Segment Start: Reading text
Mastering the daily habits of personal care are challenging for all young children, but brushing teeth and hand washing can be real stumbling blocks for children suffering from various forms of autism. Caring for Myself, a realistic resource book, specifically targets an audience of parents and teachers of children with autism spectrum disorder (ASD), and is designed to help acquaint children with the activities they will encounter on a regular basis, including visits to the doctor. “Cute as can be” children are featured in colorful, real-life photographs, eagerly and cooperatively modeling the routines of day-to-day life.
Author Gast is a veteran educator with the Gray Center for Social Learning and Understanding, as a well as the mother of a son with Asperger’s Syndrome. She is also co-author of the Social Stories Quarterly, a publication which promotes social understanding between those with ASD and others who interact with them. Jane Krug, a speech-language therapist, has specialized in educating ASD children for nearly ten years.
The introduction notes the special features developed by the authors to increase the book’s effectiveness, such as personalizing pages with family photos of the child in his routine. Text can be added too for reinforcement through repetition. Each of the five sections includes an introductory page explaining the featured activity; the Who, What, Where, When, How and Why of hand washing, for example. Instructions are clearly described to alleviate the autistic child’s anxiety with an unfamiliar environment. Caring adults appear in supporting roles, while they accompany the children to the barber shop, or escort the children to the exam room at the doctor’s office. “Sometimes little pieces of hair tickle my neck or arms. The stylist will get them off so I feel better,” explains the bold text, showing a blonde-haired little boy sitting in a stylist’s chair with a broad smile on his face. A page for caregivers brings each section to a conclusion, offering helpful suggestions for using the book with children, such as the use of a sticker-reward chart for teeth brushing.
While Caring For Myself targets the autistic, many parents would welcome its message for all children.
Segment End: Reading text
Segment Start: Given entries
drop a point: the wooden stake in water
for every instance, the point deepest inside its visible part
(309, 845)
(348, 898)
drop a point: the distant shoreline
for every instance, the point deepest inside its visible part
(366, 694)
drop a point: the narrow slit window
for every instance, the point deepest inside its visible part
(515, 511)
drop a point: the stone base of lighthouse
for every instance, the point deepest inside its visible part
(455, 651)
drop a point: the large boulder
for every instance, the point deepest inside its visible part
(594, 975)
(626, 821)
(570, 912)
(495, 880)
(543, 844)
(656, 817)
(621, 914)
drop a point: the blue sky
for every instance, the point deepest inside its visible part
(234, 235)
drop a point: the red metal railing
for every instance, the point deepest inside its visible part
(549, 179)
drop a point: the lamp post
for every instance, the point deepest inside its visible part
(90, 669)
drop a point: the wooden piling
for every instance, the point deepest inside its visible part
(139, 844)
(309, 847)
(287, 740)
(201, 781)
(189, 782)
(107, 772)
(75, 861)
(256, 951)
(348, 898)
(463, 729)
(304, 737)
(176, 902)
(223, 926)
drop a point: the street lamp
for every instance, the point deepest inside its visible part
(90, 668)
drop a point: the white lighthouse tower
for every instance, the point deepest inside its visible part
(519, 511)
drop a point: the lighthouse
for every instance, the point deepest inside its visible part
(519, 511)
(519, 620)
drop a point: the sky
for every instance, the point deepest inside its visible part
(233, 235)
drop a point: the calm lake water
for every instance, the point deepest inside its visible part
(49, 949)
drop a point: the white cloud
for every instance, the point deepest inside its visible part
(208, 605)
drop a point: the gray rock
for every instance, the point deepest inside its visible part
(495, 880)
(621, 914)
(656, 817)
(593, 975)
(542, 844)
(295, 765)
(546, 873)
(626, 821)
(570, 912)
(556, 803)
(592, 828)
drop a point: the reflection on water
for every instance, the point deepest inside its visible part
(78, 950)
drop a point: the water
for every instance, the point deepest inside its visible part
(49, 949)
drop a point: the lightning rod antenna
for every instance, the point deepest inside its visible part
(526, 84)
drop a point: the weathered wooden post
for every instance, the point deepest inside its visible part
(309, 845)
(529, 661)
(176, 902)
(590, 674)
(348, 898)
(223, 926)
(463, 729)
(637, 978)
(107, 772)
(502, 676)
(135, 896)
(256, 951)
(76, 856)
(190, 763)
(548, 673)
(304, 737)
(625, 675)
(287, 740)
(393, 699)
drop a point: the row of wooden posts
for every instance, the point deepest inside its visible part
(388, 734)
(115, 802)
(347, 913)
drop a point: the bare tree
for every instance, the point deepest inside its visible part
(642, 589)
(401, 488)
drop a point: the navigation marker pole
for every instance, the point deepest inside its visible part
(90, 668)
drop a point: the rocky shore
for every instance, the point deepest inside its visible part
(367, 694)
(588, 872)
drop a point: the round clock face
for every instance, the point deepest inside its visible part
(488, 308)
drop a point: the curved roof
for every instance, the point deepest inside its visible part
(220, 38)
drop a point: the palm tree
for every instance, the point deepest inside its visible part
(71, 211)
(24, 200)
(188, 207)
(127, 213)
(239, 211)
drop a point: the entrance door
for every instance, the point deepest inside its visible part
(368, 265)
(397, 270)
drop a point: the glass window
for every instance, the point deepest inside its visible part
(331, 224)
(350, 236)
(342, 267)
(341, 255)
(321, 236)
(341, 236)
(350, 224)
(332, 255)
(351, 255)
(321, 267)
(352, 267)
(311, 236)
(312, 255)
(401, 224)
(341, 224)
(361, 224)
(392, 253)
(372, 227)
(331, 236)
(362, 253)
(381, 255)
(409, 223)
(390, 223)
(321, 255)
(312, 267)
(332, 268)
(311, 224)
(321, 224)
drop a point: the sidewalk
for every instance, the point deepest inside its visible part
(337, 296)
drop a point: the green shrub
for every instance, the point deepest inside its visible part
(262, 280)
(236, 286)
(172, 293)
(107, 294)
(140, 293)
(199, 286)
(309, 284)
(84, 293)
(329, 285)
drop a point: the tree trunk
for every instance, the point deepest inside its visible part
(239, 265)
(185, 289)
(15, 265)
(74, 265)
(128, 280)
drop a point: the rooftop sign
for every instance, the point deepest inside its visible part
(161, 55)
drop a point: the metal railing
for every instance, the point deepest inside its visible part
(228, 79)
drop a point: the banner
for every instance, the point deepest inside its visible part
Segment End: Given entries
Exercise tasks:
1) Write down everything in the Caring for Myself review from "Mastering the daily" down to "of day-to-day life.".
2) Decide whether each statement agrees with the Caring for Myself review. Answer yes or no, and quote the words from the review that decide it.
(a) Jane Krug is a speech-language therapist.
(b) The book is divided into six sections.
(c) Each section ends with a page for caregivers.
3) Please answer these questions from the Caring for Myself review:
(a) Which two daily habits does the review name as real stumbling blocks for children with autism?
(b) Which organization is Gast a veteran educator with?
(c) What does a caregiver page suggest using for teeth brushing?
The records have nothing to do with the Caring for Myself review.

Solutions to each task:
1)
Mastering the daily habits of personal care are challenging for all young children, but brushing teeth and hand washing can be real stumbling blocks for children suffering from various forms of autism. Caring for Myself, a realistic resource book, specifically targets an audience of parents and teachers of children with autism spectrum disorder (ASD), and is designed to help acquaint children with the activities they will encounter on a regular basis, including visits to the doctor. “Cute as can be” children are featured in colorful, real-life photographs, eagerly and cooperatively modeling the routines of day-to-day life.

2)
(a) Yes: "Jane Krug, a speech-language therapist"
(b) No: "Each of the five sections includes an introductory page"
(c) Yes: "A page for caregivers brings each section to a conclusion"

3)
(a) Brushing teeth and hand washing.
(b) The Gray Center for Social Learning and Understanding.
(c) A sticker-reward chart.